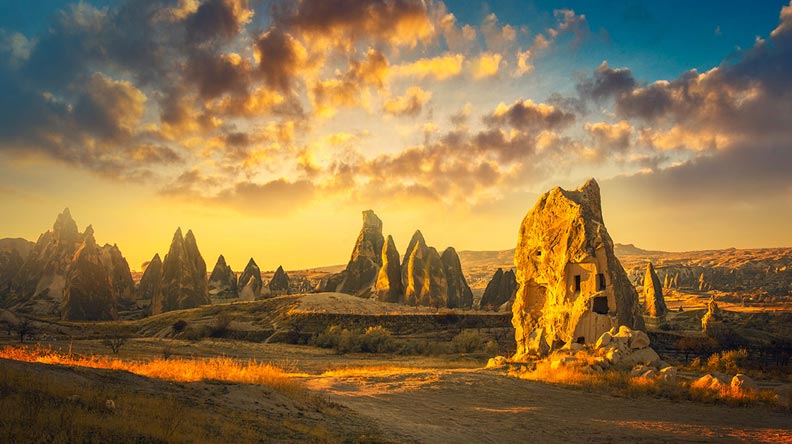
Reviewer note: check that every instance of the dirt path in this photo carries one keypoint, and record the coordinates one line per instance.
(480, 406)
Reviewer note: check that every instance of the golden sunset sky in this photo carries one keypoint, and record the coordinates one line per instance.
(266, 127)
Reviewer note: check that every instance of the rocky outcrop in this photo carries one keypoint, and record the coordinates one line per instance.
(89, 294)
(389, 284)
(279, 284)
(500, 291)
(150, 279)
(459, 293)
(571, 283)
(250, 282)
(183, 281)
(222, 282)
(653, 293)
(360, 274)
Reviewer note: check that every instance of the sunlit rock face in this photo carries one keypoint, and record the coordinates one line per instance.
(653, 293)
(183, 281)
(250, 282)
(88, 294)
(360, 274)
(389, 285)
(459, 293)
(150, 279)
(279, 284)
(222, 281)
(571, 283)
(500, 291)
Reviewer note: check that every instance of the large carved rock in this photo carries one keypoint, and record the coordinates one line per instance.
(500, 291)
(653, 293)
(250, 282)
(89, 293)
(183, 281)
(459, 294)
(571, 283)
(279, 284)
(360, 274)
(222, 281)
(389, 279)
(150, 279)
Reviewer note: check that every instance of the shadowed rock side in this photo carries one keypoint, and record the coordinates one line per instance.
(572, 286)
(222, 281)
(250, 282)
(279, 284)
(360, 274)
(120, 276)
(389, 285)
(89, 293)
(500, 290)
(150, 279)
(183, 281)
(459, 293)
(653, 293)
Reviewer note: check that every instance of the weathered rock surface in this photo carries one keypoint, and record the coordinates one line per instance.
(571, 283)
(150, 279)
(88, 293)
(250, 282)
(459, 294)
(389, 285)
(183, 281)
(279, 284)
(653, 294)
(500, 290)
(222, 282)
(360, 274)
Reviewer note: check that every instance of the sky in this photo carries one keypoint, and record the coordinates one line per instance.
(266, 127)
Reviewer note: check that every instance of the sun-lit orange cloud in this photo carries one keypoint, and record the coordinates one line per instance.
(440, 67)
(487, 65)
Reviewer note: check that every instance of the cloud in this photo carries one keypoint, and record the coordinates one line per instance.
(410, 104)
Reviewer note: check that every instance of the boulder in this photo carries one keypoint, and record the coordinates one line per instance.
(183, 282)
(459, 294)
(222, 282)
(250, 282)
(150, 279)
(364, 264)
(279, 284)
(500, 290)
(653, 293)
(389, 284)
(88, 293)
(571, 282)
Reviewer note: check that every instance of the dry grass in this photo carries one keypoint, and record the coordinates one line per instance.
(182, 370)
(623, 384)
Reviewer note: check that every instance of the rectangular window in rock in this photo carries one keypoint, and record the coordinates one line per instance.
(600, 281)
(599, 305)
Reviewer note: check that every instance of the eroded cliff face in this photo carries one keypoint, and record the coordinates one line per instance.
(572, 286)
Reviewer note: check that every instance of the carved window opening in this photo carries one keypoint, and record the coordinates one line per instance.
(599, 305)
(600, 281)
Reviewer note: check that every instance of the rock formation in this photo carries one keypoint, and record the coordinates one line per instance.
(459, 294)
(88, 293)
(250, 282)
(222, 281)
(360, 274)
(571, 283)
(279, 284)
(150, 279)
(183, 281)
(653, 293)
(389, 285)
(500, 291)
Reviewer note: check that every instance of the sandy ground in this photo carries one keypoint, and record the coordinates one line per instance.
(484, 406)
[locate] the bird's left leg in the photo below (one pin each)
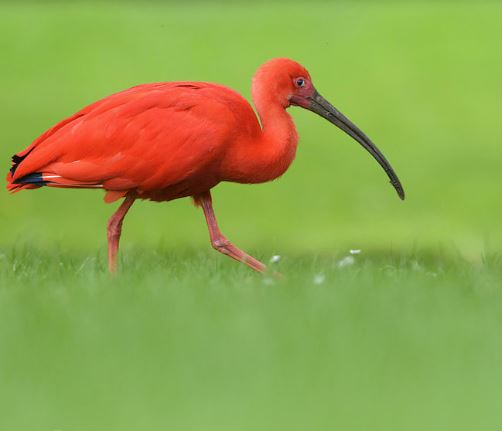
(218, 241)
(115, 229)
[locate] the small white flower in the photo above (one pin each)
(268, 281)
(346, 261)
(319, 278)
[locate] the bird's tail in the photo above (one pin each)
(30, 181)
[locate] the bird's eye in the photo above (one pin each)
(300, 82)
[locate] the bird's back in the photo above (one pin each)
(157, 139)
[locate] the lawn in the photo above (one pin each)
(406, 337)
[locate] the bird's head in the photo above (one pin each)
(286, 82)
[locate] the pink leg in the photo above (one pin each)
(218, 241)
(114, 230)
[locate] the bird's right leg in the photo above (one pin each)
(218, 241)
(114, 230)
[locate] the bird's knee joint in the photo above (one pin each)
(220, 244)
(114, 229)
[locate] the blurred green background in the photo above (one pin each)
(422, 79)
(406, 338)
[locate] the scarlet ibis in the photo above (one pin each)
(169, 140)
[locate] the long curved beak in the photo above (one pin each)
(322, 107)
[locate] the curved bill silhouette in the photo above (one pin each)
(322, 107)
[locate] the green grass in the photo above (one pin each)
(187, 341)
(406, 338)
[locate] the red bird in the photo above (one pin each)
(170, 140)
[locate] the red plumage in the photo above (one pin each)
(169, 140)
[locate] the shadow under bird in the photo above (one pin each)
(169, 140)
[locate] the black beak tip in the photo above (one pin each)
(399, 190)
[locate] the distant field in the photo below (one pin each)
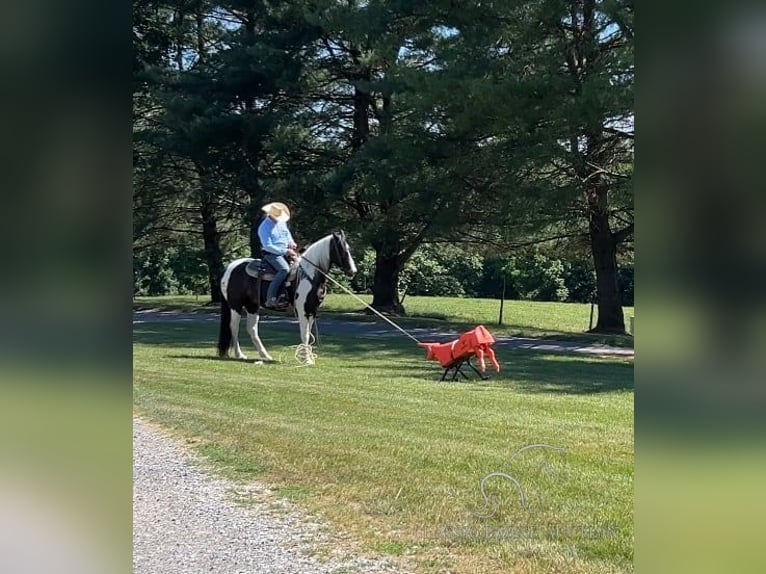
(371, 440)
(520, 318)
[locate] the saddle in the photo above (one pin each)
(263, 269)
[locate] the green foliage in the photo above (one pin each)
(172, 271)
(405, 123)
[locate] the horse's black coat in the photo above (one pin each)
(246, 292)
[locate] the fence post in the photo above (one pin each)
(502, 302)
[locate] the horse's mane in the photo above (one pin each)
(317, 253)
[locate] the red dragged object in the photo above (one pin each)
(452, 356)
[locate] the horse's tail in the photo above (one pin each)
(224, 335)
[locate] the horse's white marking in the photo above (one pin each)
(234, 325)
(316, 255)
(252, 328)
(351, 259)
(302, 293)
(227, 275)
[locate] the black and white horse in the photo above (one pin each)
(306, 292)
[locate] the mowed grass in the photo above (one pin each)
(371, 440)
(566, 321)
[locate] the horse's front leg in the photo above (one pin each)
(234, 325)
(306, 354)
(252, 328)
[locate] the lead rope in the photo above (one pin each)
(379, 314)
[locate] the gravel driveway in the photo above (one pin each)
(186, 522)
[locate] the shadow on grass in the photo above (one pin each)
(250, 359)
(521, 370)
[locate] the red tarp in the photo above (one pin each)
(476, 342)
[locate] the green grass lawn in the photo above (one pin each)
(372, 441)
(566, 321)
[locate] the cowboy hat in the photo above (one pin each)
(277, 210)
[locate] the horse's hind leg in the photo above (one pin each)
(234, 325)
(252, 328)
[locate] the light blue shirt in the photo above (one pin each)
(275, 236)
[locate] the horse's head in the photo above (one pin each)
(340, 254)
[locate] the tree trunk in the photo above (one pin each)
(604, 249)
(385, 287)
(211, 238)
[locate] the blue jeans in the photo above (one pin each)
(279, 263)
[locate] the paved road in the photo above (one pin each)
(381, 329)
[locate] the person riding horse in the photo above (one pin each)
(278, 246)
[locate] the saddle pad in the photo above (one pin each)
(254, 269)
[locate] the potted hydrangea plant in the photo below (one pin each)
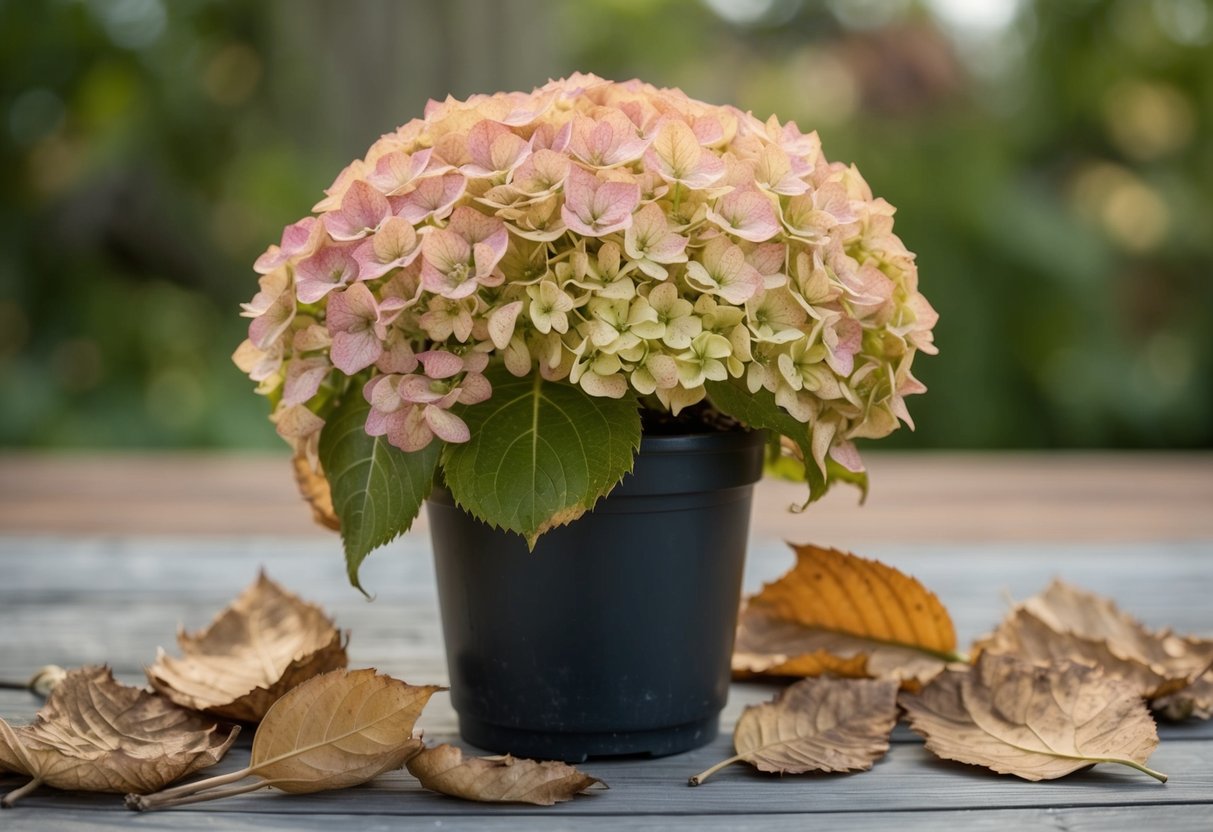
(519, 302)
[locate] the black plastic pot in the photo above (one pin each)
(614, 636)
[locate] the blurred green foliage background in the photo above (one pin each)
(1051, 160)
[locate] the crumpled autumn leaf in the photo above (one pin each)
(1064, 622)
(497, 779)
(816, 725)
(1031, 721)
(335, 730)
(97, 735)
(837, 613)
(266, 643)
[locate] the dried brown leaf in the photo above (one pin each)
(842, 614)
(1024, 636)
(314, 489)
(816, 725)
(266, 643)
(1034, 722)
(497, 779)
(97, 735)
(1065, 622)
(335, 730)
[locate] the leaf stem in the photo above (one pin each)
(17, 793)
(704, 775)
(158, 801)
(198, 786)
(1133, 764)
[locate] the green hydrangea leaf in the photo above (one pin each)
(541, 452)
(377, 489)
(758, 410)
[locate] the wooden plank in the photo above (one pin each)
(74, 600)
(935, 496)
(1086, 819)
(906, 779)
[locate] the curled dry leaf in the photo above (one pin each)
(497, 779)
(332, 731)
(816, 725)
(842, 614)
(1065, 622)
(266, 643)
(314, 489)
(97, 735)
(1024, 636)
(1034, 722)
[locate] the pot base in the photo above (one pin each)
(573, 747)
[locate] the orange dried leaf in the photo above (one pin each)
(838, 613)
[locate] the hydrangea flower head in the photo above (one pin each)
(622, 238)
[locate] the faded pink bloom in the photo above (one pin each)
(465, 255)
(746, 212)
(605, 141)
(299, 240)
(272, 309)
(357, 329)
(494, 150)
(303, 379)
(330, 267)
(596, 208)
(432, 199)
(678, 158)
(650, 243)
(397, 171)
(723, 271)
(396, 245)
(363, 209)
+ + + + +
[Written request]:
Can you lay out the lines starting at the one containing "[locate] the orange" and ending at the last line of the items as a JSON list of strings, one string per line, with blank lines left out?

[The response]:
[
  "[locate] the orange dried leaf in the photo above (one pin each)",
  "(838, 613)",
  "[locate] the hydrangea flower head in the photo above (one pin each)",
  "(622, 238)",
  "[locate] the faded pink bloom in the photo above (one pin each)",
  "(465, 255)",
  "(746, 212)",
  "(605, 141)",
  "(299, 240)",
  "(272, 309)",
  "(357, 329)",
  "(494, 150)",
  "(303, 379)",
  "(330, 267)",
  "(596, 208)",
  "(432, 199)",
  "(678, 158)",
  "(650, 243)",
  "(397, 171)",
  "(723, 271)",
  "(396, 245)",
  "(363, 209)"
]